§ What needs to be done
Copy the entries below line for line, leaving every character unchanged.

§ Input for this task
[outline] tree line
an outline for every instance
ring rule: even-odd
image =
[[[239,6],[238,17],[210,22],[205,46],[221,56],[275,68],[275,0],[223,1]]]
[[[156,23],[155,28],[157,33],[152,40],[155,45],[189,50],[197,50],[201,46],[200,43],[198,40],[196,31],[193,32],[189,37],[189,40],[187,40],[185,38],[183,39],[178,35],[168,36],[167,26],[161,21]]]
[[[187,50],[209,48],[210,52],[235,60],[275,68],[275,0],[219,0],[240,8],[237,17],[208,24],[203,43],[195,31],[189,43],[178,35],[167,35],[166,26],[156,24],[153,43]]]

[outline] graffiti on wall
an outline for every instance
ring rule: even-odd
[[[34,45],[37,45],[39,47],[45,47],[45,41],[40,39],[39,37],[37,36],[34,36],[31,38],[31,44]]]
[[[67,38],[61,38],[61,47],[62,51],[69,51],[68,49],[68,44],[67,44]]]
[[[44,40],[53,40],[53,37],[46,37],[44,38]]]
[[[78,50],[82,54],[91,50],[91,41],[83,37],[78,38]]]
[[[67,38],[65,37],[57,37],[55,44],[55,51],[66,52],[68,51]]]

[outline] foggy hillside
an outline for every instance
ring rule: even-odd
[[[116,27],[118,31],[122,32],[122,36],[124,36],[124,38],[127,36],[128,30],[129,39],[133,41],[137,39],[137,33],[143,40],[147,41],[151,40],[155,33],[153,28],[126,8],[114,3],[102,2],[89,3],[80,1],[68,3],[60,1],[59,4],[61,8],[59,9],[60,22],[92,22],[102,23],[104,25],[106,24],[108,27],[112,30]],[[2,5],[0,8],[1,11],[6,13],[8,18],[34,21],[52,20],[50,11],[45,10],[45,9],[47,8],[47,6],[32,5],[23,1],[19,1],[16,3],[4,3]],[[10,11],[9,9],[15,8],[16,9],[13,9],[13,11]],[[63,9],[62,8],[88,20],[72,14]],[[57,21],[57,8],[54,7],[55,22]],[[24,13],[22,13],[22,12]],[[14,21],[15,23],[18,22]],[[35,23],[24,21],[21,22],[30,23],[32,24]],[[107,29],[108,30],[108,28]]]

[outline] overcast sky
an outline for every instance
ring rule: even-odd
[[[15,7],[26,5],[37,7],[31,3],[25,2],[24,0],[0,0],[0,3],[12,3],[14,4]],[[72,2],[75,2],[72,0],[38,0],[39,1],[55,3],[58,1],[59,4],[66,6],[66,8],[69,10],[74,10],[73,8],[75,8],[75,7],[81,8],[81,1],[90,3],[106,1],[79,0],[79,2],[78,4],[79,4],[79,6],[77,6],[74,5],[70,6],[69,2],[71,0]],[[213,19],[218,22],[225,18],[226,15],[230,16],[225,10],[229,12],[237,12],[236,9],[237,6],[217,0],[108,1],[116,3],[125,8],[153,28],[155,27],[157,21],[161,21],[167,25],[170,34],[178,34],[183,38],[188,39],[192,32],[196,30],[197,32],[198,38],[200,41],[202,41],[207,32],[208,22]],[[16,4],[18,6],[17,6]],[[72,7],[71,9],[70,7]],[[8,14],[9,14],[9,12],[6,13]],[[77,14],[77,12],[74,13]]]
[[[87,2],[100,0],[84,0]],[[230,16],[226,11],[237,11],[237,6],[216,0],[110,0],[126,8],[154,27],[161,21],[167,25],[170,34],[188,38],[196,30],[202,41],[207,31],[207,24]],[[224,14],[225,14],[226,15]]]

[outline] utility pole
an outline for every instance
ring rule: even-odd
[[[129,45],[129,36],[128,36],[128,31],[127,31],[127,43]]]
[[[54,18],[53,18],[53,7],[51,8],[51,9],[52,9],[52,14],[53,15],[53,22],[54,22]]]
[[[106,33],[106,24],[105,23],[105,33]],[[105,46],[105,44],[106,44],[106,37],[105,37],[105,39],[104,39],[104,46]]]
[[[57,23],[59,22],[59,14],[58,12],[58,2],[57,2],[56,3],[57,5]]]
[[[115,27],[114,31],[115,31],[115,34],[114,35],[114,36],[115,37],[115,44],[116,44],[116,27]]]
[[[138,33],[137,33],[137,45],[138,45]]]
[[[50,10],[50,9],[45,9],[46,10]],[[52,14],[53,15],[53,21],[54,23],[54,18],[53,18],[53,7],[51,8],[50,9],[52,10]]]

§ Correct output
[outline] tree line
an outline for every instance
ring rule: even-odd
image =
[[[239,6],[238,17],[210,22],[205,46],[221,56],[275,68],[275,0],[223,1]]]
[[[156,23],[155,28],[157,33],[152,40],[155,45],[189,50],[197,50],[201,46],[200,43],[198,40],[196,31],[193,32],[189,37],[189,40],[187,40],[185,38],[183,39],[178,35],[168,36],[167,26],[161,21]]]
[[[187,50],[209,48],[210,52],[235,60],[275,68],[275,0],[219,0],[240,8],[237,17],[208,24],[203,43],[195,31],[189,43],[178,35],[167,35],[166,26],[156,24],[153,43]]]

[outline] graffiti on wall
an outline for every instance
ring rule: even-odd
[[[34,45],[37,45],[39,47],[45,47],[45,41],[40,39],[39,37],[37,36],[34,36],[31,38],[31,44]]]
[[[67,38],[61,38],[61,47],[62,51],[69,51],[68,49],[68,44],[67,44]]]
[[[44,40],[53,40],[53,37],[46,37],[44,38]]]
[[[78,50],[82,54],[91,50],[91,41],[83,37],[78,38]]]
[[[67,38],[65,37],[57,37],[55,44],[55,51],[66,52],[68,51]]]

[outline] foggy hillside
an outline for every instance
ring rule: even-odd
[[[116,27],[118,31],[122,32],[122,36],[124,36],[124,38],[127,36],[128,30],[129,39],[133,41],[137,39],[137,33],[143,40],[147,41],[151,40],[155,33],[153,28],[126,8],[114,3],[102,2],[89,3],[80,1],[68,3],[60,1],[59,4],[61,8],[59,9],[60,22],[92,22],[102,23],[104,25],[106,24],[108,27],[112,30]],[[2,5],[0,8],[1,11],[6,13],[8,18],[34,21],[52,20],[50,11],[45,10],[45,9],[47,8],[47,6],[32,5],[23,1],[19,1],[16,3],[4,3]],[[10,11],[9,9],[15,8],[16,9],[13,9],[13,11]],[[63,9],[62,8],[88,20],[72,14]],[[57,21],[57,8],[54,7],[55,22]],[[24,13],[22,13],[22,12]],[[14,21],[15,23],[18,22]],[[35,23],[24,21],[21,22],[30,23],[32,24]],[[107,29],[108,30],[108,28]]]

[outline] overcast sky
an outline for every instance
ring rule: even-odd
[[[15,7],[26,5],[37,7],[31,3],[25,2],[24,0],[0,0],[0,3],[12,3],[14,4]],[[72,2],[75,2],[72,0],[38,0],[39,1],[55,3],[58,1],[59,4],[66,6],[66,8],[69,10],[74,10],[73,8],[75,8],[75,7],[81,8],[81,1],[90,3],[106,1],[79,0],[79,2],[78,4],[79,4],[79,6],[77,6],[74,5],[70,6],[69,2],[71,0]],[[213,19],[218,22],[225,18],[226,15],[230,16],[225,10],[229,12],[237,12],[236,9],[237,6],[217,0],[108,1],[116,3],[125,8],[153,28],[155,27],[157,21],[161,21],[167,25],[170,34],[178,34],[183,38],[188,39],[192,32],[196,30],[197,32],[198,38],[200,41],[202,41],[207,32],[208,22]],[[16,4],[18,6],[17,6]],[[72,7],[71,9],[70,7]],[[8,14],[9,14],[9,12],[6,13]],[[77,14],[77,12],[74,13]]]
[[[87,2],[100,0],[84,0]],[[230,16],[226,11],[237,11],[237,6],[216,0],[110,0],[126,8],[154,27],[161,21],[167,25],[170,34],[188,38],[196,30],[202,41],[207,31],[207,24]],[[224,14],[225,14],[226,15]]]

[outline] utility pole
an outline for every instance
ring rule: even-odd
[[[129,45],[129,36],[128,36],[128,31],[127,31],[127,43]]]
[[[54,18],[53,18],[53,7],[51,8],[51,9],[52,9],[52,14],[53,15],[53,22],[54,22]]]
[[[106,33],[106,24],[105,23],[105,33]],[[105,46],[105,44],[106,44],[106,37],[105,37],[105,39],[104,39],[104,46]]]
[[[57,23],[59,22],[59,14],[58,12],[58,2],[57,2],[56,3],[57,5]]]
[[[115,27],[114,31],[115,31],[115,34],[114,35],[114,36],[115,37],[115,44],[116,44],[116,27]]]
[[[138,33],[137,33],[137,45],[138,45]]]
[[[50,10],[50,9],[45,9],[46,10]],[[52,14],[53,15],[53,21],[54,23],[54,18],[53,18],[53,7],[51,8],[50,9],[52,10]]]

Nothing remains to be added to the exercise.